-------- Provided records

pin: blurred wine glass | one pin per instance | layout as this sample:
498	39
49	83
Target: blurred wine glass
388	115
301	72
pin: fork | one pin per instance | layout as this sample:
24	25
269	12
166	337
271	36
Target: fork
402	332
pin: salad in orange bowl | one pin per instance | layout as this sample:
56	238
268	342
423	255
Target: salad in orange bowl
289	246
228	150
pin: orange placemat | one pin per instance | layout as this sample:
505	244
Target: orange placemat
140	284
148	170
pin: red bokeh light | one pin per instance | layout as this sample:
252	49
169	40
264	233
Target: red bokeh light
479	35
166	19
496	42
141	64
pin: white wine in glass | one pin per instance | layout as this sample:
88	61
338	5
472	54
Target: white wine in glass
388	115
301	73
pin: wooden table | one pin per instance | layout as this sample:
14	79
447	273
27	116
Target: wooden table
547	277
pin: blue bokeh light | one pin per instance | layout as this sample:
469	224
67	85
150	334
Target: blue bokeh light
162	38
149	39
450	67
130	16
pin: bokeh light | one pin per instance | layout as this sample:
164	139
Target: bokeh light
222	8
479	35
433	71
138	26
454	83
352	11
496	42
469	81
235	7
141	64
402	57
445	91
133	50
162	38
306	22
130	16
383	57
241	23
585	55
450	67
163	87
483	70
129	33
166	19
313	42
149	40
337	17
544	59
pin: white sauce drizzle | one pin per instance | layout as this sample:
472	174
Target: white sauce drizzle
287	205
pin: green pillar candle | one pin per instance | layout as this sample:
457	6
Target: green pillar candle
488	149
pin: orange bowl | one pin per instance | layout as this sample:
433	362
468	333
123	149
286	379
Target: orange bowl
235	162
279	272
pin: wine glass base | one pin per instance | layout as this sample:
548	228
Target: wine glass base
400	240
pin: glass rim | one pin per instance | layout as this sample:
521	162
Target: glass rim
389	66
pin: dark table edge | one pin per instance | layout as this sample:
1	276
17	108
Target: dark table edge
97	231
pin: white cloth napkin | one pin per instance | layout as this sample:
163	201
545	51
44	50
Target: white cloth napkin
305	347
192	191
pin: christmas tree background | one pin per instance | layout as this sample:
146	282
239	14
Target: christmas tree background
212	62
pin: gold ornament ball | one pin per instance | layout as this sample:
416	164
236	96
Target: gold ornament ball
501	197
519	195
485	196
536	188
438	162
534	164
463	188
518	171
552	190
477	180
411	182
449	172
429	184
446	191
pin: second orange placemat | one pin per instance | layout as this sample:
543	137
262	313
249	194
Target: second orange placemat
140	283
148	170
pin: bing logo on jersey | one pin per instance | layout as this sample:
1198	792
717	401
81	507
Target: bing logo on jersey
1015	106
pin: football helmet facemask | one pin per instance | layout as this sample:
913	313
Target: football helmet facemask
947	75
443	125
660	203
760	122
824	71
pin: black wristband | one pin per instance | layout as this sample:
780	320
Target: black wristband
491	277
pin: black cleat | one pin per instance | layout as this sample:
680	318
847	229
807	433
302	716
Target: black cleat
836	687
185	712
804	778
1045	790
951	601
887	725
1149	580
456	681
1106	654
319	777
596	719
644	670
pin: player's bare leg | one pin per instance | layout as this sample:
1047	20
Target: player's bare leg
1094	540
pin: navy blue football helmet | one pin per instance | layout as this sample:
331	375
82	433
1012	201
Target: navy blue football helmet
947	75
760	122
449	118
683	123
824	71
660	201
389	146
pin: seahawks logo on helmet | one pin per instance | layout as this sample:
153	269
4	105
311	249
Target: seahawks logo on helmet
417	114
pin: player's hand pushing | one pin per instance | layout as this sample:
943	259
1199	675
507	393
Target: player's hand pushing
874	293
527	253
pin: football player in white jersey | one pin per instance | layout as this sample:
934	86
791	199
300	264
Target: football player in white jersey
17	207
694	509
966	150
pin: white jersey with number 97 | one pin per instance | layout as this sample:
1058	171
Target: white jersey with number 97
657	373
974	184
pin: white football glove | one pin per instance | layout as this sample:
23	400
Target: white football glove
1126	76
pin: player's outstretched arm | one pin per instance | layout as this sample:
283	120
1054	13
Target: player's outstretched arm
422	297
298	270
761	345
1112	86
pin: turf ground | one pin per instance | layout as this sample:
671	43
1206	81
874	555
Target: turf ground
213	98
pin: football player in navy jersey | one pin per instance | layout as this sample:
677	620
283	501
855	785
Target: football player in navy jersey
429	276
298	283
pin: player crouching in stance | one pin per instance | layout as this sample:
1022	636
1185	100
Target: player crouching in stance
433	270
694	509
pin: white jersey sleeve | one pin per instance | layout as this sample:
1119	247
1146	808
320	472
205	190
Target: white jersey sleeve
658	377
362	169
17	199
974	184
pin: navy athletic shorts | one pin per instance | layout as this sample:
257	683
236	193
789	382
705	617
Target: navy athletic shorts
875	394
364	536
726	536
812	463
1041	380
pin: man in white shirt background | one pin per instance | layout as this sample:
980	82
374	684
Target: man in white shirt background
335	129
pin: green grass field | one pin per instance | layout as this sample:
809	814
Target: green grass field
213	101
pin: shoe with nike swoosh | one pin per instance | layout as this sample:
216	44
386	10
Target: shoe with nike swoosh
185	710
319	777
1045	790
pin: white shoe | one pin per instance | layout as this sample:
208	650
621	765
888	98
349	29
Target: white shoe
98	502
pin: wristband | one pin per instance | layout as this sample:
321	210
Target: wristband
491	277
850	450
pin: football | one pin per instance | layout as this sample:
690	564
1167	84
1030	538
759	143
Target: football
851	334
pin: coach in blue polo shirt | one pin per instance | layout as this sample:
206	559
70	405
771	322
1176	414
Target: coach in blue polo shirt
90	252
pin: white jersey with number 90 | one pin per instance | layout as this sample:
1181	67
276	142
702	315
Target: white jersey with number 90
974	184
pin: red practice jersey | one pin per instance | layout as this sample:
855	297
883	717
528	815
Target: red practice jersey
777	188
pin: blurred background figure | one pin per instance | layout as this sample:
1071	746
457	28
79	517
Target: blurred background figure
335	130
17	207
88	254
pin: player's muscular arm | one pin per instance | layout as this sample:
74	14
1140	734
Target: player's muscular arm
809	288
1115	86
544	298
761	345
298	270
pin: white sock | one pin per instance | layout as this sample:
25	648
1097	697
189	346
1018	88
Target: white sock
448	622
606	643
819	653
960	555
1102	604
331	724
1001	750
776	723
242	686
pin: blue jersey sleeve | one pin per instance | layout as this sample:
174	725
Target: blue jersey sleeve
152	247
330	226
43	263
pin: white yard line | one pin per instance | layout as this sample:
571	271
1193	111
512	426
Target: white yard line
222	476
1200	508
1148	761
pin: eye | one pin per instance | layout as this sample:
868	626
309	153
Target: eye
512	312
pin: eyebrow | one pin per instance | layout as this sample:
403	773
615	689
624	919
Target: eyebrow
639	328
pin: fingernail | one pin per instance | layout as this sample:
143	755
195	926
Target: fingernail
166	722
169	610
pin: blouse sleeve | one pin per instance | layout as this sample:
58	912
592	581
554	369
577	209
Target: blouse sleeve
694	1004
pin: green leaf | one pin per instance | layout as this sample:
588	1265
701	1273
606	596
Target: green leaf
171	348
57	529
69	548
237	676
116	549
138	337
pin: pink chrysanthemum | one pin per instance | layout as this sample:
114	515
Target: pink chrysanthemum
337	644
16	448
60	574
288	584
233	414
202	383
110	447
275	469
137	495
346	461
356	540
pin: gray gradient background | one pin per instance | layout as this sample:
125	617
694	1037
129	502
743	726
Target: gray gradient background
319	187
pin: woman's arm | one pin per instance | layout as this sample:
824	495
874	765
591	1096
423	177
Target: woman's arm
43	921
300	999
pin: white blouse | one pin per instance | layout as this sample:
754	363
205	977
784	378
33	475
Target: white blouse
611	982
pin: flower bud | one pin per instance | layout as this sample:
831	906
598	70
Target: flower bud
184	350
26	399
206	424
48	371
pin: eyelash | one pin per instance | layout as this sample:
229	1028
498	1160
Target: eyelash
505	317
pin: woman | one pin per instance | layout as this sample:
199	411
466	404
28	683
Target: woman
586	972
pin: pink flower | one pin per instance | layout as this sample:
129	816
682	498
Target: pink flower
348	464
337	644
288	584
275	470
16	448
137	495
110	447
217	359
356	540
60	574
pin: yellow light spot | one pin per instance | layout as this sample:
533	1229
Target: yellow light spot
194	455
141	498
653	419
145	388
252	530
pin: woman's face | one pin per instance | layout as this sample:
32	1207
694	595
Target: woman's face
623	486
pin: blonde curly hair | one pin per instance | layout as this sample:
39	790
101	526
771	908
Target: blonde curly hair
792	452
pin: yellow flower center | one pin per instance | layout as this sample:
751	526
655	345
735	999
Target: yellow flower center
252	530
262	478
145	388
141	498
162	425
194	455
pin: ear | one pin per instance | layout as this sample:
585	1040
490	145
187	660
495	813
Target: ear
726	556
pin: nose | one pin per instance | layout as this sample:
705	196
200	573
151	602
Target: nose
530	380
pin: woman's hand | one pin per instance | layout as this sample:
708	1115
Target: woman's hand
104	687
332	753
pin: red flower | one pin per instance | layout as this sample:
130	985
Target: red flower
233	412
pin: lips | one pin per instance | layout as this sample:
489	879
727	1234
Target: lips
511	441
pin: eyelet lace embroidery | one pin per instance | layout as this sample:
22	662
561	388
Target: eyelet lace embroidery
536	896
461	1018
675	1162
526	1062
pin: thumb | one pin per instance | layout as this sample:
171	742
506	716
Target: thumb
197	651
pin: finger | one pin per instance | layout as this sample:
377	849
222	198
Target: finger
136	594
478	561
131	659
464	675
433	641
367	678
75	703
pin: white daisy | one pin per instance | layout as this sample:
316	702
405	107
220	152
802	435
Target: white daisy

----------------

Exercise: Taking the records above line by line, count those that hold the word "daisy"; the number is the entire answer.

Answer section: 2